--- Selected extract Enclosed Below ---

December 19, 2008

Fallacies of Evolutionary Psychology @ Scientific American

Scientific American has an article on Evolution of the Mind: 4 Fallacies of Psychology. The Coda of the article:
Among Darwin’s lasting legacies is our knowledge that the human mind evolved by some adaptive process. After all, the human brain is even more costly to run than an internal-combustion engine these days, consuming 18 percent of the body’s energy intake while constituting merely 2 percent of its weight. We wouldn’t have such an organ if it hadn’t performed some important adaptive functions in our evolutionary past.

The challenge for evolutionary psychology is to move from this general fact to some evidentially well-supported specifics about the adaptive processes that shaped the mind. But, as we have seen, the evidence needed to substantiate accounts of adaptation in our lineage during the past couple of million years is scarce. And this isn’t the kind of evidence that is likely to materialize; such evidence is lost to us, probably forever. It may be a cold, hard fact that there are many things about the evolution of the human mind that we will never know and about which we can only idly speculate.

Of course, some speculations are worse than others. Those of Pop EP are deeply flawed. We are unlikely ever to learn much about our evolutionary past by slicing our Pleistocene history into discrete adaptive problems, supposing the mind to be partitioned into discrete solutions to those problems, and then supporting those suppositions with pencil-and-paper data. The field of evolutionary psychology will have to do better. Even its very best, however, may never provide us knowledge of why all our complex human psychological characteristics evolved.
I do have a distaste for popular evolutionary psychology, not because I don't think that a lot of human behavior is genetically defined and the result of adaptation (I do), but because the evidence for this adaptation is simply lacking.

We neither know how the brain works, nor how genes influence the way it works. Nor do we have a good quantitative handle on human behavior. Some aspects of it (general intelligence, for example) are better known than others, but a lot of psychology is more akin to opinion than to deep knowledge.

So, it seems that making a convincing case for adaptation in human behavior will remain a difficult problem for some time, and evolutionary psychology must find a way to go beyond hypothesizing towards hypothesis testing. The study of present day human genetic-behavioral variation will be invaluable to that end, although it will require us to overcome the idea of the human mind as more-or-less a finished product of the Paleolithic, and accept the idea of continuing and perhaps intensifying evolution.

2 comments:

Jason Malloy said...

--- End of Enclosed Selected extract ---
--- Source information Enclosed Below ---

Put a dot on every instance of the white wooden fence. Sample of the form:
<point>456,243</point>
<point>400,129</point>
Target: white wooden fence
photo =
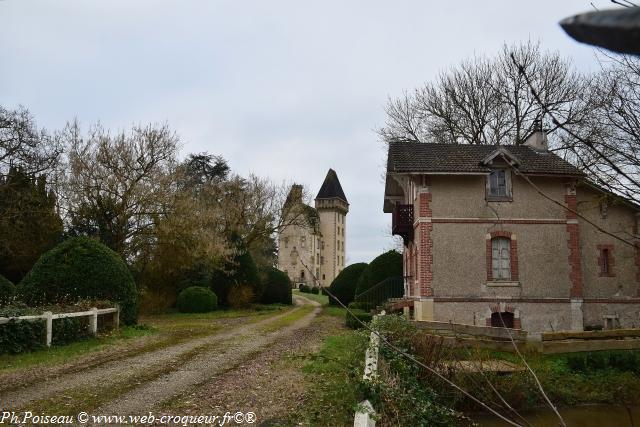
<point>49,317</point>
<point>365,414</point>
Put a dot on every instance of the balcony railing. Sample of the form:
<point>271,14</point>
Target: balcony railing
<point>402,222</point>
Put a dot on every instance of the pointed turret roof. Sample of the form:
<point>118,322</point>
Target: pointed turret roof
<point>331,188</point>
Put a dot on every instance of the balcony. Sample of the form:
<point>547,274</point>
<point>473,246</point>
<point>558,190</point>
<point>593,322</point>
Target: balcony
<point>402,222</point>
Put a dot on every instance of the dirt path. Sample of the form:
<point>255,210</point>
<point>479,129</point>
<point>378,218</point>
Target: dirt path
<point>271,385</point>
<point>141,382</point>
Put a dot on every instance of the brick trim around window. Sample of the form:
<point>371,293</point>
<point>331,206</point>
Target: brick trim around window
<point>513,253</point>
<point>610,261</point>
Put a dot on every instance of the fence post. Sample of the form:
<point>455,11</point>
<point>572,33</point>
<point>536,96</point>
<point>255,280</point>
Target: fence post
<point>48,316</point>
<point>116,317</point>
<point>93,321</point>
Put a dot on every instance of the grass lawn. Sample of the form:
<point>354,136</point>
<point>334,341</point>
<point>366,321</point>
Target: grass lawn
<point>334,375</point>
<point>319,298</point>
<point>168,329</point>
<point>59,354</point>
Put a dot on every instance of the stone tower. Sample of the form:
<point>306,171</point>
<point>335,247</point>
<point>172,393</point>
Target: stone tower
<point>332,207</point>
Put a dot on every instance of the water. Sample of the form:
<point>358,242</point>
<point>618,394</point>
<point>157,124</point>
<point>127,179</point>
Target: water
<point>582,416</point>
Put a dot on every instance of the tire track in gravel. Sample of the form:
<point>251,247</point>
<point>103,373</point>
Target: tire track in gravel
<point>203,368</point>
<point>125,370</point>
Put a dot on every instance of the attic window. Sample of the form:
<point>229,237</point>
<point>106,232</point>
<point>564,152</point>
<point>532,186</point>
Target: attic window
<point>499,185</point>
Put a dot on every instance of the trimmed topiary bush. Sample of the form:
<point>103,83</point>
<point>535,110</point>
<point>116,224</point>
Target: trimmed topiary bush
<point>240,296</point>
<point>352,323</point>
<point>304,288</point>
<point>81,268</point>
<point>197,299</point>
<point>344,285</point>
<point>389,264</point>
<point>276,286</point>
<point>7,291</point>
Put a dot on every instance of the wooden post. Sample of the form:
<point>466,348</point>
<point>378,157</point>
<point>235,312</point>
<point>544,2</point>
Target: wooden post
<point>49,325</point>
<point>116,317</point>
<point>93,321</point>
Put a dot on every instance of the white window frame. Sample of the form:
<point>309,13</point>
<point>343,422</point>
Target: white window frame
<point>501,258</point>
<point>492,192</point>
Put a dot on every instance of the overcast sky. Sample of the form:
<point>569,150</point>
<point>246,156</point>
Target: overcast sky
<point>284,89</point>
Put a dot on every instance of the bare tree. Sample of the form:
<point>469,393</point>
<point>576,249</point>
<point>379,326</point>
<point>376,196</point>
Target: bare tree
<point>23,145</point>
<point>487,100</point>
<point>118,185</point>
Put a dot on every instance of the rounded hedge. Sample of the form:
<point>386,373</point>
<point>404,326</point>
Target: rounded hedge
<point>241,270</point>
<point>276,286</point>
<point>7,290</point>
<point>389,264</point>
<point>196,299</point>
<point>343,286</point>
<point>80,268</point>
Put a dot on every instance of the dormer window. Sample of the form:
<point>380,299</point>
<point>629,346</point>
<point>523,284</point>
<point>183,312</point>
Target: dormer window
<point>499,185</point>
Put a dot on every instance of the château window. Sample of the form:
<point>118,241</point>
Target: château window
<point>606,261</point>
<point>499,185</point>
<point>501,258</point>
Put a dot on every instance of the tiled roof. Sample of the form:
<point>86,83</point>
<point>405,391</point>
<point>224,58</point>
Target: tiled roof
<point>420,157</point>
<point>331,187</point>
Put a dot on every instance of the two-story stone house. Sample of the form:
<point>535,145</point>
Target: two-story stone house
<point>497,233</point>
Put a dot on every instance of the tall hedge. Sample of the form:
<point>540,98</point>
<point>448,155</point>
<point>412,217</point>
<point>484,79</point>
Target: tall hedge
<point>80,268</point>
<point>344,285</point>
<point>276,286</point>
<point>389,264</point>
<point>7,290</point>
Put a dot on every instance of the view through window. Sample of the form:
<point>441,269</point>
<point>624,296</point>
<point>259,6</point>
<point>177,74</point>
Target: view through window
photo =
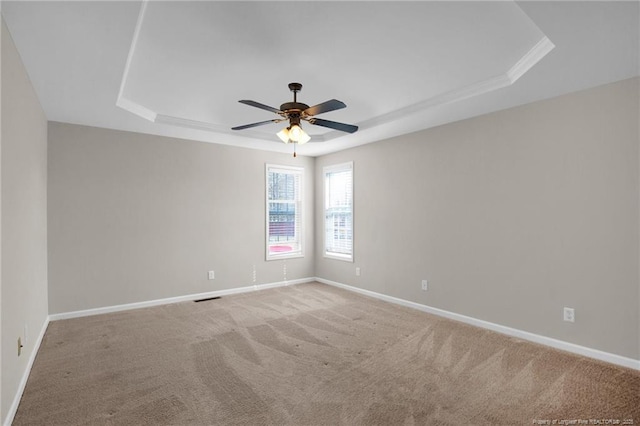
<point>338,211</point>
<point>284,212</point>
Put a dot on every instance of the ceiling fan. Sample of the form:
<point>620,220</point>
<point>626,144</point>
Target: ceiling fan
<point>296,111</point>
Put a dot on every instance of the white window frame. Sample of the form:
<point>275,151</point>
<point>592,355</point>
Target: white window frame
<point>299,203</point>
<point>325,172</point>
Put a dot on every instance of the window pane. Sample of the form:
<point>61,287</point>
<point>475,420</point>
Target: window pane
<point>339,211</point>
<point>284,212</point>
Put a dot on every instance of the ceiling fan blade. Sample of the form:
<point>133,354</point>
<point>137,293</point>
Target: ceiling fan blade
<point>260,123</point>
<point>261,106</point>
<point>327,106</point>
<point>349,128</point>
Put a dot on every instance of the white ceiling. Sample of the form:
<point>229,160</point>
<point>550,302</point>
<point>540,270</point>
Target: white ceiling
<point>178,68</point>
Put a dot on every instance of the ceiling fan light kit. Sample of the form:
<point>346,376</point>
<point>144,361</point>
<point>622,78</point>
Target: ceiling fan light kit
<point>296,111</point>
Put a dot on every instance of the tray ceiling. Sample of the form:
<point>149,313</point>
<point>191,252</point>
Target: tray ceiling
<point>179,68</point>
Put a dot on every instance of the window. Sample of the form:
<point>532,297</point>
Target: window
<point>338,211</point>
<point>284,212</point>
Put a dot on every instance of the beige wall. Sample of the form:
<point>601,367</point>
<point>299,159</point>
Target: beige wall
<point>136,217</point>
<point>24,219</point>
<point>510,216</point>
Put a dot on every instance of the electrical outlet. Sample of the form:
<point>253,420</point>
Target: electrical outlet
<point>569,314</point>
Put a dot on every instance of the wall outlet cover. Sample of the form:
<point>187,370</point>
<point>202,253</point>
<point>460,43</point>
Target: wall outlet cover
<point>569,314</point>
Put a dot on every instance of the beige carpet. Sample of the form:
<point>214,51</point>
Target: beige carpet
<point>309,355</point>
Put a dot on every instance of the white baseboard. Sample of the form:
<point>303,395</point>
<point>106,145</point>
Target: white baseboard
<point>185,298</point>
<point>13,409</point>
<point>524,335</point>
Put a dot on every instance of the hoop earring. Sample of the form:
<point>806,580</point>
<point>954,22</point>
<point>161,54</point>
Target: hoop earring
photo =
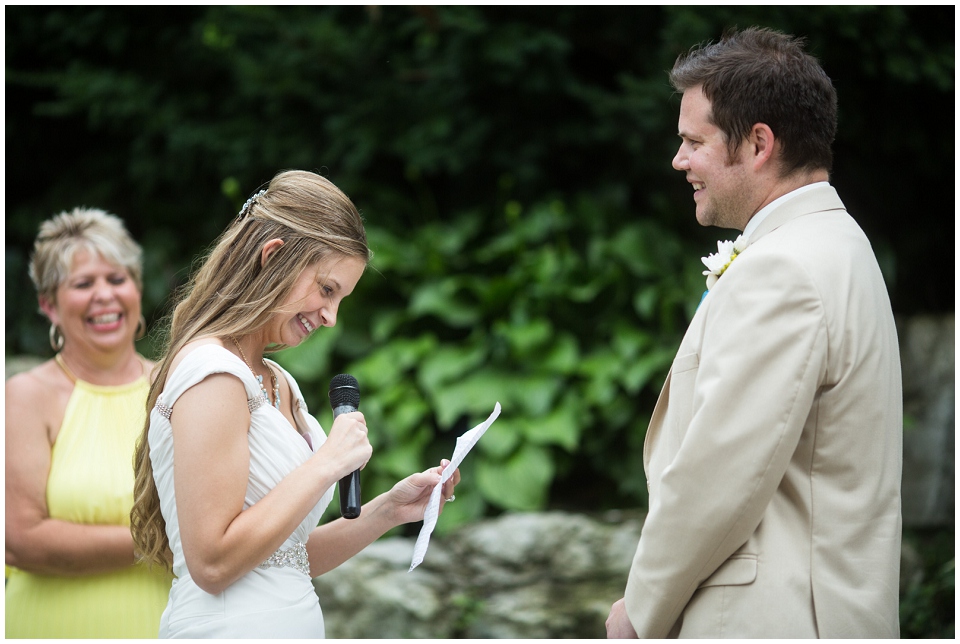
<point>56,337</point>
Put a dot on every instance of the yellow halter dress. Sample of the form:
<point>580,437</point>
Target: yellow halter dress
<point>91,482</point>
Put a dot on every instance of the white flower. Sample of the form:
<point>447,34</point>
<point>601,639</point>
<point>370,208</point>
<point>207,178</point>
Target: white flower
<point>718,262</point>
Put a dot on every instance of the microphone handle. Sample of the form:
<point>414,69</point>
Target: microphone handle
<point>350,495</point>
<point>349,485</point>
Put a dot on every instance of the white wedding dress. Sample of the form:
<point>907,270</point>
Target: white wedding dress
<point>276,599</point>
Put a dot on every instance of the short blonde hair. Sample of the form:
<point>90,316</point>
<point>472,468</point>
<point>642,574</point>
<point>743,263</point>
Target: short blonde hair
<point>90,229</point>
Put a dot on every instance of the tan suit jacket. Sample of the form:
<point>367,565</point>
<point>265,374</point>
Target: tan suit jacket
<point>774,453</point>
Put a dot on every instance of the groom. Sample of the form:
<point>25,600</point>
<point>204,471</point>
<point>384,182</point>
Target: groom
<point>773,456</point>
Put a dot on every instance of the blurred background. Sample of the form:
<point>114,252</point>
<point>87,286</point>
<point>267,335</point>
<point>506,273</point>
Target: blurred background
<point>532,244</point>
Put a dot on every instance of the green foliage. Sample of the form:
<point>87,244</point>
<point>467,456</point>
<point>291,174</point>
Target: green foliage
<point>928,604</point>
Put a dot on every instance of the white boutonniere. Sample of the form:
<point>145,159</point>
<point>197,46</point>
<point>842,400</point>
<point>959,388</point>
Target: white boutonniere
<point>718,262</point>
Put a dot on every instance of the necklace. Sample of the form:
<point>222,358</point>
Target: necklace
<point>273,377</point>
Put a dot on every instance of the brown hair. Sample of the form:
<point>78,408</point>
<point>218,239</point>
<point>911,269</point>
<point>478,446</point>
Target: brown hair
<point>763,76</point>
<point>231,294</point>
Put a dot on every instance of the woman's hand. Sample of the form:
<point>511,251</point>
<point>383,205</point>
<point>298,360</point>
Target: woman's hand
<point>347,448</point>
<point>409,497</point>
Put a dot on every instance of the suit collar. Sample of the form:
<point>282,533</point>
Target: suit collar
<point>814,200</point>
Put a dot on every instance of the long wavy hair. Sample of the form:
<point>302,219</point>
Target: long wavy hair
<point>232,295</point>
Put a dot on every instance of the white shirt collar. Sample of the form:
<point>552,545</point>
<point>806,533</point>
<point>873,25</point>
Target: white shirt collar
<point>755,221</point>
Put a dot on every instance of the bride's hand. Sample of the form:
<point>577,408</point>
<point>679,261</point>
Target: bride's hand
<point>409,497</point>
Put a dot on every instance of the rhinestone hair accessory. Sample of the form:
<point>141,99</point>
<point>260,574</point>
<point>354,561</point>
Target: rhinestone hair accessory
<point>249,202</point>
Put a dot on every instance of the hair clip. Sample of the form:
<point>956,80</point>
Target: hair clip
<point>249,203</point>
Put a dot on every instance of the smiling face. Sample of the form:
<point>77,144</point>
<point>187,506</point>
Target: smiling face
<point>723,187</point>
<point>315,299</point>
<point>97,306</point>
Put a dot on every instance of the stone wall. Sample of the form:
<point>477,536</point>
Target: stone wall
<point>544,575</point>
<point>554,575</point>
<point>927,354</point>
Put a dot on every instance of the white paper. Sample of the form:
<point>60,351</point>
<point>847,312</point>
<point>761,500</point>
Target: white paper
<point>464,444</point>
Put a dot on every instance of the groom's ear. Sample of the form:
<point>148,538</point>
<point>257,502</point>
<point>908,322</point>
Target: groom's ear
<point>762,144</point>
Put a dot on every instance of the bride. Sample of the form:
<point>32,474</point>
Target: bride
<point>232,473</point>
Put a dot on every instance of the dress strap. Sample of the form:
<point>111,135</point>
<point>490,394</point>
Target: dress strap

--- End of Enclosed Source information ---

● **Work instructions**
1. In the post on evolutionary psychology, list the steps that the quoted coda says Pop EP takes in studying our evolutionary past.
2. Extend the post on evolutionary psychology past its last line.

● **Answers by task**
1.
- Slicing our Pleistocene history into discrete adaptive problems
- Supposing the mind to be partitioned into discrete solutions to those problems
- Supporting those suppositions with pencil-and-paper data

2.
I do agree with one of Buller's subtexts that evo psych gets less solid when it distances itself from primatology, differential psychology and behavior genetics, though I must say, that article was way too long for how few illustrative cases he was able to present for "evo psych gone bad".

The best criticism was using gay men to challenge greater innate male sexual jealousy. This does suggest jealousy cues are more facultative than sex dependent. But it isn't obvious why the evolutionary prediction was flawed. If sex-stereotyped defenses provided even a small, average reproductive advantage, as they logically do, it seems reasonable to expect such cognitive tendencies to spread. (it's not like our male ancestors had to navigate gay relationships, so it is not obvious why they should be this flexible. OTOH Buller does not cite a source on gay jealousy; perhaps the dynamics are not representative or as presented.)

Anonymous said...

Some of my questions re evo psych, or more specifically neuro-physiology (can be determined with imaging so should be easy to test) is do various human populaitions populations tend toward different regions of their brains being more active, or a bigger volume in ratio to overall volume? I'd venture to guess that due to heat produced, populations from colder regions would have more of their brain function in beta and gamma frequencies more often, which would mean generally more neo cortical activity. That could be a liability in hot climates, where alpha and even theta oscillations, that produce less heat, would be desirable. Since certain regions, take limbic for example, function in theta-alpha oscillations, Id be willing to bet they are more often dominant centers in tropical populations. As to avg volume difference of region, we know such exists for sexes, it is likely that such is also the case for population groups with several tens of thousands of years variation in where they lived. If this is not the case it would be interesting to see what was. Im sure this study would get some up in arms though, lol.